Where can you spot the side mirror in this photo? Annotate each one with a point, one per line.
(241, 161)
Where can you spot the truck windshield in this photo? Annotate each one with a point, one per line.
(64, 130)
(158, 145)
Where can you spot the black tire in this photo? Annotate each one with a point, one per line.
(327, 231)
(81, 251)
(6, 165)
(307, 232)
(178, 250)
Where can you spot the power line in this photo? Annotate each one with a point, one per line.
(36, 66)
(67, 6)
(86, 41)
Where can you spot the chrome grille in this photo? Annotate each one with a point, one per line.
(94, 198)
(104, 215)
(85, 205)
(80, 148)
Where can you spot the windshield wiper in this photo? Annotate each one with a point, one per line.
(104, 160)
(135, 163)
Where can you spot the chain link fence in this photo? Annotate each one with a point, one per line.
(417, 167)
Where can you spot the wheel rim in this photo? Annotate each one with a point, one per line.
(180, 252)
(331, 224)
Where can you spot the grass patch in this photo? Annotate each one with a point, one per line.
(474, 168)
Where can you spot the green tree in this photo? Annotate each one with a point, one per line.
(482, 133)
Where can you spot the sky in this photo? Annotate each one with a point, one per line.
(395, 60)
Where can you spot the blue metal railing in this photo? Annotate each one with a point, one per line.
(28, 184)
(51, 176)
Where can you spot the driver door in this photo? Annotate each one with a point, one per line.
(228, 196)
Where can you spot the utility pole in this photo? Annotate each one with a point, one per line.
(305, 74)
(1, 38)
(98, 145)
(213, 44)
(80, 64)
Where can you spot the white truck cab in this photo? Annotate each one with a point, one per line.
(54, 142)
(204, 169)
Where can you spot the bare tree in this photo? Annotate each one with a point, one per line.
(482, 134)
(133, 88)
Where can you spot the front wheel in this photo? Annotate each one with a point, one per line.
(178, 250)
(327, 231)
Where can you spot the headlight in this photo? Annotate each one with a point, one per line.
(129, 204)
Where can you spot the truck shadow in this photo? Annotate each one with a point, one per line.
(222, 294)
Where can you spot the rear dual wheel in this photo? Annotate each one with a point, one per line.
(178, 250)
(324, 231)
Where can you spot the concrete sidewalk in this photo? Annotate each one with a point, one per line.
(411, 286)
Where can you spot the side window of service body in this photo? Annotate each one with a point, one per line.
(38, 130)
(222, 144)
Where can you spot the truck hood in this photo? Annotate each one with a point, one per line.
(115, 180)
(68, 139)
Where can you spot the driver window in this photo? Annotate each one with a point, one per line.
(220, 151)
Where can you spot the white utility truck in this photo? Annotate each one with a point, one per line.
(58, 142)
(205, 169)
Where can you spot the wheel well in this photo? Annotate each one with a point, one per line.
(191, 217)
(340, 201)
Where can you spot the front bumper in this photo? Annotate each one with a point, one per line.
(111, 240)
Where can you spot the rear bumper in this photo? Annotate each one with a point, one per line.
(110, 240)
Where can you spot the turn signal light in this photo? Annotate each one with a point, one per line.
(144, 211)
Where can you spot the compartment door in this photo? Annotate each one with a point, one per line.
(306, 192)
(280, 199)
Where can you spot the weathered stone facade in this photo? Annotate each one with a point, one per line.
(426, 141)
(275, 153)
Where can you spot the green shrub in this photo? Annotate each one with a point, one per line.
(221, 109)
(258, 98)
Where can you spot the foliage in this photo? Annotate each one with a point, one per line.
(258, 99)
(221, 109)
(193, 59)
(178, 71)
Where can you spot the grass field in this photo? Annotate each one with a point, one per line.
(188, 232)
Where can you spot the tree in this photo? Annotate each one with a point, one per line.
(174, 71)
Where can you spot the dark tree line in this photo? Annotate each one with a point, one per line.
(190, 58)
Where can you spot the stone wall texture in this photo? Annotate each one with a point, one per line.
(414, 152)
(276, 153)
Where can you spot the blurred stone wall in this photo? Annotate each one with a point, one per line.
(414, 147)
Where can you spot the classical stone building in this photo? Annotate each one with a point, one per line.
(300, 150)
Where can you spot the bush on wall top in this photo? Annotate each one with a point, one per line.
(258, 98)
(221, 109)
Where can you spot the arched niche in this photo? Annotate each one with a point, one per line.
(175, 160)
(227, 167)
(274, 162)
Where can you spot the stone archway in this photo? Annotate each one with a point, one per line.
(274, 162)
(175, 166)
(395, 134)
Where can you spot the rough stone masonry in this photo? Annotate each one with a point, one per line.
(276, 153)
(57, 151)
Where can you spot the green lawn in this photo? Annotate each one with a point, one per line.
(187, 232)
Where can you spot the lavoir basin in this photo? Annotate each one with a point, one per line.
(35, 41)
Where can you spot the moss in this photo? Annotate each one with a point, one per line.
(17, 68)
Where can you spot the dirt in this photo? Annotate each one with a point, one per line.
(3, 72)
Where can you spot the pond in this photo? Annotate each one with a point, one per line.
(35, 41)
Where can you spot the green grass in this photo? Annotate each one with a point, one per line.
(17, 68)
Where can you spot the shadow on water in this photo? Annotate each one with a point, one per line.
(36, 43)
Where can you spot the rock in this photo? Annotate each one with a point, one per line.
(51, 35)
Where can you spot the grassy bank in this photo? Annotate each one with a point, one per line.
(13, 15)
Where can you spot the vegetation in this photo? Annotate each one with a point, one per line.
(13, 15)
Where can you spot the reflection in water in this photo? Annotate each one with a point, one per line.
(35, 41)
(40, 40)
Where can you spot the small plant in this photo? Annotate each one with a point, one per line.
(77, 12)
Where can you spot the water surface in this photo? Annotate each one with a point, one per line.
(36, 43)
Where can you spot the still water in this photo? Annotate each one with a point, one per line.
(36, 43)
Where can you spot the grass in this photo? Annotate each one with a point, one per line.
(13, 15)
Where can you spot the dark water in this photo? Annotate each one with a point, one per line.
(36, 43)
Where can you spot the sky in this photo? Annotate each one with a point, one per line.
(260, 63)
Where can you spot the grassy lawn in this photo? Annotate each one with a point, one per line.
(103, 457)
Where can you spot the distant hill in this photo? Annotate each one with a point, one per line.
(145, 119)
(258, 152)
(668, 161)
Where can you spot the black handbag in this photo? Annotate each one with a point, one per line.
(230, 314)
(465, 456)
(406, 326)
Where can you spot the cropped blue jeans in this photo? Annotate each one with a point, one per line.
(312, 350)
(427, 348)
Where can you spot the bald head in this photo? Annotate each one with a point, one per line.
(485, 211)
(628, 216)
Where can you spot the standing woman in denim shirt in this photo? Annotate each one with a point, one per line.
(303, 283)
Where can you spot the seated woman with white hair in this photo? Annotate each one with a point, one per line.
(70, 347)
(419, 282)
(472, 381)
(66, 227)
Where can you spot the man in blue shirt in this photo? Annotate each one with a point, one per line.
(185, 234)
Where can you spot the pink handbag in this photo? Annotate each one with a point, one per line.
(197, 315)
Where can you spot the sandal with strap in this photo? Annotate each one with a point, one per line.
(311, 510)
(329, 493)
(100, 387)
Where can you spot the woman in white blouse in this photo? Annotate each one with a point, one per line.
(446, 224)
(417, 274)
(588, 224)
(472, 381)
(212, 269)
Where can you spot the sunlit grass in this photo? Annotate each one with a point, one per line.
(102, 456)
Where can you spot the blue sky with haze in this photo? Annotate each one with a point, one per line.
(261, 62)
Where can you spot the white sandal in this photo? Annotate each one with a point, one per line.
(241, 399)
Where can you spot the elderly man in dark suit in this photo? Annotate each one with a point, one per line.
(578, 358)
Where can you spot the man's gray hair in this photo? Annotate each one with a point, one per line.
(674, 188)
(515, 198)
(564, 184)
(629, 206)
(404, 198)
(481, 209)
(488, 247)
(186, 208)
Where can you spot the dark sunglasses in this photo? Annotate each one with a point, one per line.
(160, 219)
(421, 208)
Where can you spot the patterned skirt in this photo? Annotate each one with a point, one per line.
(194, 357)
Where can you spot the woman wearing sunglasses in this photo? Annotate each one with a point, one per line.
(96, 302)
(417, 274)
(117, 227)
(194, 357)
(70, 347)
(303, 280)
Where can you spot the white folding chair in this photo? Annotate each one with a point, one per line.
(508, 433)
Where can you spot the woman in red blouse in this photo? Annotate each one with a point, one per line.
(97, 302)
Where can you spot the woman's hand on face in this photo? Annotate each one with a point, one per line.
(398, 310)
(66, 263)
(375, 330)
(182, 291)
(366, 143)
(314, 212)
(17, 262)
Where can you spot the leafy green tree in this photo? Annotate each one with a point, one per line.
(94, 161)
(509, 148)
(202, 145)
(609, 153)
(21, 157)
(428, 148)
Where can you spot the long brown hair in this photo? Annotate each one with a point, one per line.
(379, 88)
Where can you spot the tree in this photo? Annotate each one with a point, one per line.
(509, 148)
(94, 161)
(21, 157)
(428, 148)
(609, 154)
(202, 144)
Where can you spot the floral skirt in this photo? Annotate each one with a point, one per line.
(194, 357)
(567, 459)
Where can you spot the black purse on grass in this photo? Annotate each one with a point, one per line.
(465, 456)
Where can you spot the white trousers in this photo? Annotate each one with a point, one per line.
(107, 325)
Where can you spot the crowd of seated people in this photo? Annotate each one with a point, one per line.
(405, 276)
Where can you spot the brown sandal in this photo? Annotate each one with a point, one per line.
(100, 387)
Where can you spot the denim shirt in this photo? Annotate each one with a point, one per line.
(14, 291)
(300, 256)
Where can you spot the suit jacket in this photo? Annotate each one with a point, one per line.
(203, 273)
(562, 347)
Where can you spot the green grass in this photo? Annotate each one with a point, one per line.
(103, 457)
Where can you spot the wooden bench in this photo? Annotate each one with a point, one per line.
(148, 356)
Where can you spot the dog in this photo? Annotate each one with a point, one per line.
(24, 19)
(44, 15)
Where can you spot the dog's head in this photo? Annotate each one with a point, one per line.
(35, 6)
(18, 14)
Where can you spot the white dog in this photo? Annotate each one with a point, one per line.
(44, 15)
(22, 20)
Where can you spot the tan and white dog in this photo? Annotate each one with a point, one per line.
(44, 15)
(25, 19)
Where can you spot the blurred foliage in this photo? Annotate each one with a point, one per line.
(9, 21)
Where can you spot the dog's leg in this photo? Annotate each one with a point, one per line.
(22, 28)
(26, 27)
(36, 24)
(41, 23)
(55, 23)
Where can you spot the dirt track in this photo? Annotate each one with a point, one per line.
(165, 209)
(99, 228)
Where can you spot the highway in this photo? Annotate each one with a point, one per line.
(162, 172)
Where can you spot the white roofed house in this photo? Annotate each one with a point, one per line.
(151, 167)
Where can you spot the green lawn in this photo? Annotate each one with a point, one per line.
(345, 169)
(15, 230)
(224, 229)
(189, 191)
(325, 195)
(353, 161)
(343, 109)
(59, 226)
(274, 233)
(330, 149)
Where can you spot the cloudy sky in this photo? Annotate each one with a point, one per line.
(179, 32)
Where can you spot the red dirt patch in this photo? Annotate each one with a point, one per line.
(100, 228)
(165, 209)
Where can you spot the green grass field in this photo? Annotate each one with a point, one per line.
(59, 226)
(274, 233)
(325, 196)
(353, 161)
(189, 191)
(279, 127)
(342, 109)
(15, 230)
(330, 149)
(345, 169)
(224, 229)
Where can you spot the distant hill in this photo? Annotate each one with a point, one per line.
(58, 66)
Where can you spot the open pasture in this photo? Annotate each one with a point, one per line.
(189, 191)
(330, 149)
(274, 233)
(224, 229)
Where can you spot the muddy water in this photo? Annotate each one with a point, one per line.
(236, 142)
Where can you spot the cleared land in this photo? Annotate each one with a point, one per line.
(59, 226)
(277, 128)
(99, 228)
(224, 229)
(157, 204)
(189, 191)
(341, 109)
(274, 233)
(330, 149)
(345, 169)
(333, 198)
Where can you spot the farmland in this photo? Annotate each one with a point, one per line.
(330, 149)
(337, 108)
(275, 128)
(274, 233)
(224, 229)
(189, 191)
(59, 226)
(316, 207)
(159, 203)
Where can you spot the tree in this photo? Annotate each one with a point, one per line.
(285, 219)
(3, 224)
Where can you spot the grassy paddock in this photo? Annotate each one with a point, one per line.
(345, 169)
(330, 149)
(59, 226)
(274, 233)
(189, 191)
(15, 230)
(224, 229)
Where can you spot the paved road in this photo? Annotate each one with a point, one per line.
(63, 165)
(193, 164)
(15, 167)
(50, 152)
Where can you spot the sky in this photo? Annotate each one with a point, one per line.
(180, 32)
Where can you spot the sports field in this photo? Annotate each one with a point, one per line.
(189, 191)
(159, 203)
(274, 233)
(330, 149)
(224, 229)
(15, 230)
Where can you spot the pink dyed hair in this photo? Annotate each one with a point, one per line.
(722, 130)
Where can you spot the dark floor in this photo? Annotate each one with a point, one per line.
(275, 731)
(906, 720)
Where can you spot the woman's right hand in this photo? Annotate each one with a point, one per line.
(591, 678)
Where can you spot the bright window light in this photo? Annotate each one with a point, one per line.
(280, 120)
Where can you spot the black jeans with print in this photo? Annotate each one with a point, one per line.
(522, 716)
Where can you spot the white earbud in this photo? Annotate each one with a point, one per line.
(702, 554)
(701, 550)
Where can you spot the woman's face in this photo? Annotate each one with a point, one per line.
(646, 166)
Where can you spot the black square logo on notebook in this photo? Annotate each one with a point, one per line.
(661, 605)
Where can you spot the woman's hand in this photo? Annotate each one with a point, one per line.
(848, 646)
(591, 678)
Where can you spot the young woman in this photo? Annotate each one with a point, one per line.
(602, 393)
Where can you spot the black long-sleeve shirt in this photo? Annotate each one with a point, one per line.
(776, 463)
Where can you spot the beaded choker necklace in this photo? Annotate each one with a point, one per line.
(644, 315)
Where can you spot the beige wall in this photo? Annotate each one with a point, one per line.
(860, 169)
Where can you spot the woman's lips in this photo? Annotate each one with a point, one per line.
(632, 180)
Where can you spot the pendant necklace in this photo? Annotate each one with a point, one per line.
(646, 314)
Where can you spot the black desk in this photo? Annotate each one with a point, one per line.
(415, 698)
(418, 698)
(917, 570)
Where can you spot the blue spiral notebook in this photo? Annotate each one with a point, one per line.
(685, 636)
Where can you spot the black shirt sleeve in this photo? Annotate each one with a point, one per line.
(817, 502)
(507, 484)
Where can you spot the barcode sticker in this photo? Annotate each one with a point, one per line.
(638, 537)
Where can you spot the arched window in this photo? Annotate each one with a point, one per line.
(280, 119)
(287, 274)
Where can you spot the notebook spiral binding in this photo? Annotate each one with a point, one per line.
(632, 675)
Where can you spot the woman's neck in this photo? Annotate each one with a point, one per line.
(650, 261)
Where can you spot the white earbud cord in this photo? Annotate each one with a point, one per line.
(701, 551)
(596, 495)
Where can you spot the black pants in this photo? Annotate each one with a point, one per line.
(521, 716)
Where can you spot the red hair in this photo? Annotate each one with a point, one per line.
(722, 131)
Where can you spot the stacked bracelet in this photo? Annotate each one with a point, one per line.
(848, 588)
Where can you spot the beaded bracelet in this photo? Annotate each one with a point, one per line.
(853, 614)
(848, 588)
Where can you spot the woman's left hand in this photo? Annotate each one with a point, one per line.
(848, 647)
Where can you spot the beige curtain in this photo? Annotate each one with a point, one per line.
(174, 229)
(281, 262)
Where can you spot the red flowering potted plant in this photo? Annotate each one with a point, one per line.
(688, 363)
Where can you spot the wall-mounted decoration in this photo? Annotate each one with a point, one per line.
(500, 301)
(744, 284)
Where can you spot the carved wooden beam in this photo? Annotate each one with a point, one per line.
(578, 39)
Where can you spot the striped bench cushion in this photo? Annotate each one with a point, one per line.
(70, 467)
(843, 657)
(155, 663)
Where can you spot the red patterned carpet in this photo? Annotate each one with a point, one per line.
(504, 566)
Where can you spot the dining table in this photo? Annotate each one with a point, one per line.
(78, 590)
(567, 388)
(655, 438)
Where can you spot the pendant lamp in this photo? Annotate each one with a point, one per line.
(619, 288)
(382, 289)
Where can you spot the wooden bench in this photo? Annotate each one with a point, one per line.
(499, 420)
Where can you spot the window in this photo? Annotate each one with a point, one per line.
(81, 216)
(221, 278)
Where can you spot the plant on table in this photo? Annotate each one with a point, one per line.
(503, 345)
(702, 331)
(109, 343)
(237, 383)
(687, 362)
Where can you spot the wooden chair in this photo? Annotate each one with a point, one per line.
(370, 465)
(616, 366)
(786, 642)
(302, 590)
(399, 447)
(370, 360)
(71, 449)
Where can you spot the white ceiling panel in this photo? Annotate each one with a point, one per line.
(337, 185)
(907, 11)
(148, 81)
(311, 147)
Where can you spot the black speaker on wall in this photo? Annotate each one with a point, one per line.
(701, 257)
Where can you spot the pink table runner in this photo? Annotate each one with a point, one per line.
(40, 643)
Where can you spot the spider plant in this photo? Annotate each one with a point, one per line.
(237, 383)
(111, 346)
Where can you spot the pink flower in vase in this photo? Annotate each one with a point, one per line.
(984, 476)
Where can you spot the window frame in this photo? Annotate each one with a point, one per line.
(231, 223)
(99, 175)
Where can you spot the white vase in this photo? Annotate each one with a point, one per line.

********************

> Task item: Look above for the line containing "Where can you spot the window frame"; copy from it through the last line, exactly, and nothing more.

> Result below:
Where can you spot the window frame in this photo? Annotate each one with a point, one per line.
(231, 223)
(99, 175)
Where can you spot the white vase in this photo? Annotate each one with a point, one per line.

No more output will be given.